▶ [Task instructions]:
Could you restate the entries from the line containing "Pin every instance of the plaid" through the end of the entries, both ends included, with their requests unchanged and every answer coordinate rescaled by 1.1 and rounded to a whole number, halves up? Omit the pictures from your answer.
-- Start Information supplied --
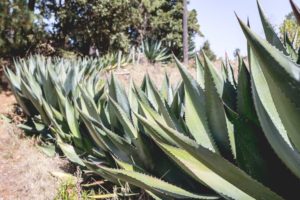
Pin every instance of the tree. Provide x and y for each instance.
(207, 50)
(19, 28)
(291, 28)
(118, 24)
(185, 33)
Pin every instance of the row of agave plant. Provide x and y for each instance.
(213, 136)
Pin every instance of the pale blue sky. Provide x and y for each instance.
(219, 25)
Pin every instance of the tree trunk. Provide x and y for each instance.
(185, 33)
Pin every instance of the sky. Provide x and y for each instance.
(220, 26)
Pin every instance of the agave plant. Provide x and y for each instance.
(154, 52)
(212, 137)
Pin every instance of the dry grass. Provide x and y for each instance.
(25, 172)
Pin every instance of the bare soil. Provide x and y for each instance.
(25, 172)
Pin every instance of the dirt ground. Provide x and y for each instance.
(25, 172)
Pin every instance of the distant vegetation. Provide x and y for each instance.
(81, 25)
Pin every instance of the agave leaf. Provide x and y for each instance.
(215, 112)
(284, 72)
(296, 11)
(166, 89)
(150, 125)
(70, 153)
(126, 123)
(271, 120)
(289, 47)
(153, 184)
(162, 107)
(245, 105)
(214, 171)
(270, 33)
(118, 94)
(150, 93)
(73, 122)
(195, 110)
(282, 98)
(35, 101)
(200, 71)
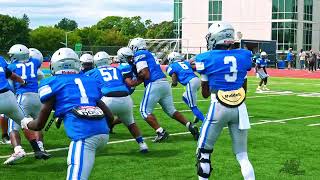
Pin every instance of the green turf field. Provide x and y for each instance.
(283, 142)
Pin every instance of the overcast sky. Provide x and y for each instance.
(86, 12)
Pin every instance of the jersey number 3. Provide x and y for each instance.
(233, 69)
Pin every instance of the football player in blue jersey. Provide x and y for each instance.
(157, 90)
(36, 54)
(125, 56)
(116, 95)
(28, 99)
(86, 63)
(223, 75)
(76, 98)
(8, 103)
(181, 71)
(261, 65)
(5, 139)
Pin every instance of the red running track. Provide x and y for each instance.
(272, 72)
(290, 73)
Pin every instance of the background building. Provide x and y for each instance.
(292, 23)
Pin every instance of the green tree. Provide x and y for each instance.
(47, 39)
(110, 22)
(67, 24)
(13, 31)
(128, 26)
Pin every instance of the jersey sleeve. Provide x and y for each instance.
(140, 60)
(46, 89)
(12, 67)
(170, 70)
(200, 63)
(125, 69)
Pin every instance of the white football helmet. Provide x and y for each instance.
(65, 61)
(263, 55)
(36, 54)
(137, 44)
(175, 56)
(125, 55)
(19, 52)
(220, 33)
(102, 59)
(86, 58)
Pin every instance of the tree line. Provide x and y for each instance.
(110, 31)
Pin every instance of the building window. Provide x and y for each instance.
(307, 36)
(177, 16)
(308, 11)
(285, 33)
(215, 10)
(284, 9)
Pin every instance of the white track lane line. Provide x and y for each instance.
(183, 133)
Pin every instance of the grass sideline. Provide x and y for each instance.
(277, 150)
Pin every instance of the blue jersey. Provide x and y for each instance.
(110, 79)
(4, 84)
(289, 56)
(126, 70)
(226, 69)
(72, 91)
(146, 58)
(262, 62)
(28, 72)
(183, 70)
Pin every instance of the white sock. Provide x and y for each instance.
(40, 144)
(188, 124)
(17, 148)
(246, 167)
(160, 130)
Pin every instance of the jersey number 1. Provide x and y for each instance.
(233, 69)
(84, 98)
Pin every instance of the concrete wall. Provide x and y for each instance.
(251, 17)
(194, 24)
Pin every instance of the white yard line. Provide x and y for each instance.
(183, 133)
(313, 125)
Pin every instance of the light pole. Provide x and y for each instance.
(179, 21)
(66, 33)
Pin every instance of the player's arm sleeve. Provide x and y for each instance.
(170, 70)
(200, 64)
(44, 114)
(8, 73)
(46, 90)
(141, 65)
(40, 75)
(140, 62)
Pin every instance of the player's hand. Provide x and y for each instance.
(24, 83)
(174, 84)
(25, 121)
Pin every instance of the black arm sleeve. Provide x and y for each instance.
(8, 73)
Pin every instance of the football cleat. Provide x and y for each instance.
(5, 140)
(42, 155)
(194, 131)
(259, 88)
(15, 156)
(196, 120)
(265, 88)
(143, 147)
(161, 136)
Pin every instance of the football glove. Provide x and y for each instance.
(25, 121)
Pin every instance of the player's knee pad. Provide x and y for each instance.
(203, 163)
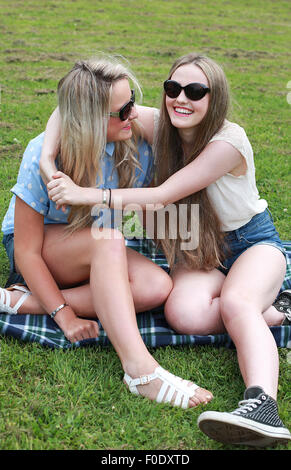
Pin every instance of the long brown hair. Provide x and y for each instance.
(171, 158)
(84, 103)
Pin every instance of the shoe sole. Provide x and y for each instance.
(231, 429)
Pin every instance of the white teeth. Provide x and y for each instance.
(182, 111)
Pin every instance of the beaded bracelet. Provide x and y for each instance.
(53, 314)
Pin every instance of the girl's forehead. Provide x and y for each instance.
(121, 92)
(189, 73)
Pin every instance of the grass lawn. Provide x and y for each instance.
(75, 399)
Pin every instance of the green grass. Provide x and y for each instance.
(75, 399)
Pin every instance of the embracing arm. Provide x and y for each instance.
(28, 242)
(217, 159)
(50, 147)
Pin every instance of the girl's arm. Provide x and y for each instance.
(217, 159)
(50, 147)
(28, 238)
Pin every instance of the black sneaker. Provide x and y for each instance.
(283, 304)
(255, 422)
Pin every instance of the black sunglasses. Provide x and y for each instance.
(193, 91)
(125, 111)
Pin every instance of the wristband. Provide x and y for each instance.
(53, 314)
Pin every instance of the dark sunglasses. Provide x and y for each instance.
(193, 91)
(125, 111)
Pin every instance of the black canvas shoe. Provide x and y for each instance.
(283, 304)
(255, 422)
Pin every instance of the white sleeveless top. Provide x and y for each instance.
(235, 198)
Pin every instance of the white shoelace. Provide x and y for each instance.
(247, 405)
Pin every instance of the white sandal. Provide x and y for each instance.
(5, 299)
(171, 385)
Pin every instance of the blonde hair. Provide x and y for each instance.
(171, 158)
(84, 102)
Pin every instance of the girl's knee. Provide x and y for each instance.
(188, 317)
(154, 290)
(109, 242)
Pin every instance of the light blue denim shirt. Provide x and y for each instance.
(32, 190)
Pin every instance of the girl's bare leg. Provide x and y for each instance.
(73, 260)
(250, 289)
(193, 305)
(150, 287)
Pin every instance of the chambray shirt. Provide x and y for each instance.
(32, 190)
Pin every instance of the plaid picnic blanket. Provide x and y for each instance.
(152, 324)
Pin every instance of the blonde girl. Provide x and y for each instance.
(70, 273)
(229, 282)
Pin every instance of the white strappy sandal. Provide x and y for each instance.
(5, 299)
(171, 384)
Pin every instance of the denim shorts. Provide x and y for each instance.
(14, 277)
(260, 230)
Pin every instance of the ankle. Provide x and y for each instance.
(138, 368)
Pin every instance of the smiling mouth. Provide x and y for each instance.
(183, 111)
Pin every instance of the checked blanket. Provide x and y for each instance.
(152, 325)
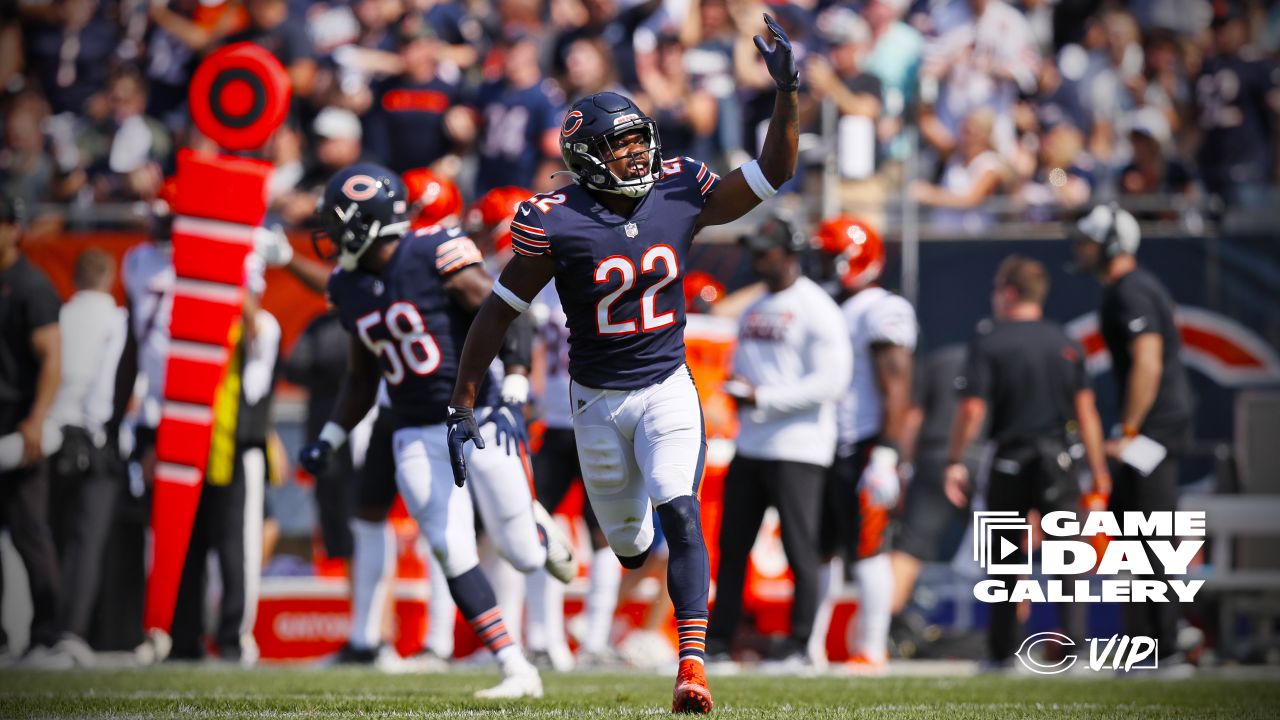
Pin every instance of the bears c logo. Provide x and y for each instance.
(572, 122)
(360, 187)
-- End Information supplied --
▶ [Reply to the task]:
Pin every instance of the plaid picnic blanket. Provide x and y for each instance.
(167, 356)
Pin every instance of the blonde girl. Provide x and y for each instance.
(77, 300)
(252, 310)
Pin every instance of the white strappy sandal. Provide x and y for each instance.
(6, 329)
(188, 422)
Pin every instance of the denim shorts. Provide x and y for each instance.
(15, 305)
(286, 253)
Pin every instance of the ankle. Provide x and y for each instance.
(152, 405)
Pin every instance of the smiling mouth. Provide x and y for each instance.
(201, 122)
Pin every instance of the checked blanket. Provide x and y for each instance.
(167, 358)
Pin every instance of the bears c logo. Provide x and y for each instance.
(629, 134)
(396, 206)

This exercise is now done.